**DOCUMENT EXCERPT**

= = = = =

The network infrastructure industry has a new Occupational Qualification Structure. Here, Dan Little, director of J Brand, speaks to the Electrotechnical Certification Scheme (ECS) about the development and importance of the new structure in future-proofing our workforce.

Originally set up in 1933 by Joseph Brand as an electrical contracting and repair business in West London, today the J Brand business directly employs over 120 staff and offers services across the UK and Europe.

Diversification has also enabled J Brand to flourish, with pioneering work being conducted in the late 1970s, when data communications was in its infancy.

With the addition of a dedicated support desk facility, configuration centres in London and the North West of England and continued investment in personnel, J Brand is now able to offer customers a total network solution for projects across technologies and vertical market sectors.

With the company’s background and growth over the years, it is no surprise that J Brand was one of the employers involved in forming the new Occupational Qualification Structure leading to Electrotechnical Certification Scheme (ECS) card recognition for the Network Infrastructure industry.

As of 1 January 2021, all new (initial) ECS card applications must comply with the structure, and from 1 July 2021 all card renewals need to meet the requirements of the new structure.

Developed by an industry wide working group formed of the Electrical Contractors’ Association (ECA), the Joint Industry Board (JIB), SELECT, CNet Training and a large group of employers, the new structure followed the launch of the Network Cable Installer Apprenticeship Standard.

Dan Little, director of J Brand, feels it is something that was long overdue. He said, “There has been a need for this for some time and the Network Infrastructure industry has really been behind the game compared to some other sectors.”

Going into further detail about the reasons behind the development of the new structure, Dan explained, “This is all about future-proofing to the best of our ability. The necessary skills for Network Infrastructure occupations at all levels were not recognised under previous schemes, there was no structure.

“There has always been a demand for electricians, the demand for network installers is only going to increase and the training standards need to be in place to support that.”

There were of course some issues to address in order for the new structure not to have an adverse effect on workers, particularly in Dan’s opinion the ability for it to recognise the skills of mature candidates who had the years of industry experience but not the formal qualifications to show for it.

Dan believes it was vital that mature experienced workers were not forgotten about during the process, saying, “The new structure is not just about apprentices. We knew there were many people who have been working and developing their skills over a long period of time, so we had to create a route for them as well. CNet Training went to great lengths to help see that through.”

A shift in technology

Returning to the importance of having the right training in place, Dan emphasised a shift in the cabling technology that goes into our buildings and the problems that will occur if it is not installed correctly.

“We always need to keep one eye on the future and at the moment there is not enough understanding about how much development is underway in the Power over Ethernet (PoE) space.

“As more and more hardware is likely to derive its power source over the network, the integrity and quality of the network installation becomes even more critical.

= = = = =

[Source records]
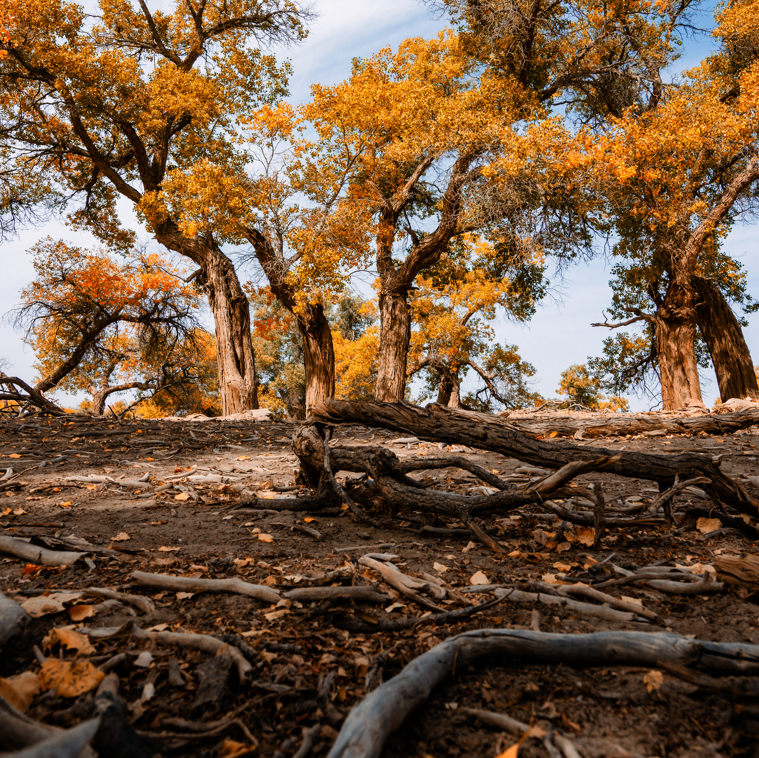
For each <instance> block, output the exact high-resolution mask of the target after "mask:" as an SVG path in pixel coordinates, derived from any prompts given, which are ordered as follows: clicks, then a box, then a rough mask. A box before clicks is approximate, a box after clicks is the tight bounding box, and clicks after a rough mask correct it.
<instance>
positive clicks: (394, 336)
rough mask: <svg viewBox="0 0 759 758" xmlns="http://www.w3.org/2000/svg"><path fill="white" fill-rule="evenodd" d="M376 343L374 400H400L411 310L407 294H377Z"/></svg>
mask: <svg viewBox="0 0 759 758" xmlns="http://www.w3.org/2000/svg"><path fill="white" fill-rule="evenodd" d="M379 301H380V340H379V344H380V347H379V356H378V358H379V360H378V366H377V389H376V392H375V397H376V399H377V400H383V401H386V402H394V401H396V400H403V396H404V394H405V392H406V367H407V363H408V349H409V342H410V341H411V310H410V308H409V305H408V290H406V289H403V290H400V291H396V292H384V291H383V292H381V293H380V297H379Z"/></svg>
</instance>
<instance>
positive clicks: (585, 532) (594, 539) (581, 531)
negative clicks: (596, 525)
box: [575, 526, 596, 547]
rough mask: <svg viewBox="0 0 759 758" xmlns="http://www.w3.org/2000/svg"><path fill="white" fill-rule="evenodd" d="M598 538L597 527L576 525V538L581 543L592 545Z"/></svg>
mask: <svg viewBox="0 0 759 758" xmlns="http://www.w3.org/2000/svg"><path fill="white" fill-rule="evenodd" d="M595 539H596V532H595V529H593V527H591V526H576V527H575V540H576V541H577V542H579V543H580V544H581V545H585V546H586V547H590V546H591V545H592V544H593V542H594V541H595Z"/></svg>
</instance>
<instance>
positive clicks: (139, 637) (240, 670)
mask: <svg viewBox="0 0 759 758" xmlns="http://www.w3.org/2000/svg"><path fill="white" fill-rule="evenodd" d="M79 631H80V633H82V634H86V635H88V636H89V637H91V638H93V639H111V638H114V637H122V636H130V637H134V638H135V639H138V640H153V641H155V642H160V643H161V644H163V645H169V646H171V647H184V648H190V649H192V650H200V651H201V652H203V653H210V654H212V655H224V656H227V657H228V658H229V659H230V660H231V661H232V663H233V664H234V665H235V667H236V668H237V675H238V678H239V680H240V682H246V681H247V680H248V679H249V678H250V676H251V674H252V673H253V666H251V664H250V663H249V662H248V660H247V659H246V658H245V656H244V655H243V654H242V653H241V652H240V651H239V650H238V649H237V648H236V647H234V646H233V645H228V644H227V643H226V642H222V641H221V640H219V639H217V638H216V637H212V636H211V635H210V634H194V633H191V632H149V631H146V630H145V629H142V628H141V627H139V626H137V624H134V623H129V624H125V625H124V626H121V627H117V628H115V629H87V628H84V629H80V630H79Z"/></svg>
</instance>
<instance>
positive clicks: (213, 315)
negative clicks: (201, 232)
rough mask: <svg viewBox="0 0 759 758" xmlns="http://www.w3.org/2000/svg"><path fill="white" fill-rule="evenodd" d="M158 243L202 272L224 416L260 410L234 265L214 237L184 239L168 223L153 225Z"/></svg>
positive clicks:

= = = = =

**QUESTIONS TO ANSWER**
(a) From the article on the new network infrastructure qualification structure, list each named organization in the working group that developed the structure.
(b) Write the next part of the article on the new network infrastructure qualification structure, picking up right after its final sentence.

**ACTIVITY ANSWERS**
(a)
- Electrical Contractors’ Association (ECA)
- Joint Industry Board (JIB)
- SELECT
- CNet Training

(b)
“Take a retail environment for example, whether it’s power for the lighting system, CCTV, or a till, if we don’t train people to the standards required, the kit just isn’t going to work.”

This is where schemes such as ECS cards play a crucial role, as they provide clarity in defining the different professions on offer in the Network Infrastructure industry.

One of the aims therefore of the new structure is to make sure that whatever ECS card an individual holds they have the necessary training and competence in place behind the card to ensure they are qualified to carry out the specific job they are undertaking.

Cause for optimism

To increase the number of skilled workers to meet future demand will of course involve attracting people to the industry in the first place, but Dan has cause for optimism because of the growing interest in new technology.

“On the face of it our market is a tough sell against the standard electrician’s route because of the pay and grading systems.

“However, technology is always developing and if people are still keen to do the hands-on physical stuff at the same time as exercising a technical mindset then there are plenty of opportunities to progress to other areas, such as data centres, access control and cybersecurity.”

He added, “More people are leaving school with a focus on technical skills in IT so there is a generational pool of talent well-prepared for a career in Network Infrastructure.”

Concluding his thoughts on the Occupational Qualification Structure, Dan Little is pleased that it has finally been established thanks to the efforts of the industry working group but says there is still more to be done.

“We were pleased to be part of this work to raise the bar for network infrastructure given J Brand’s long and progressive history of high standards of training in this vital part of the electrotechnical sector.

“But this industry does not stand still and we mustn’t either. We cannot lose sight of the fact that we need more people trained to the required standards.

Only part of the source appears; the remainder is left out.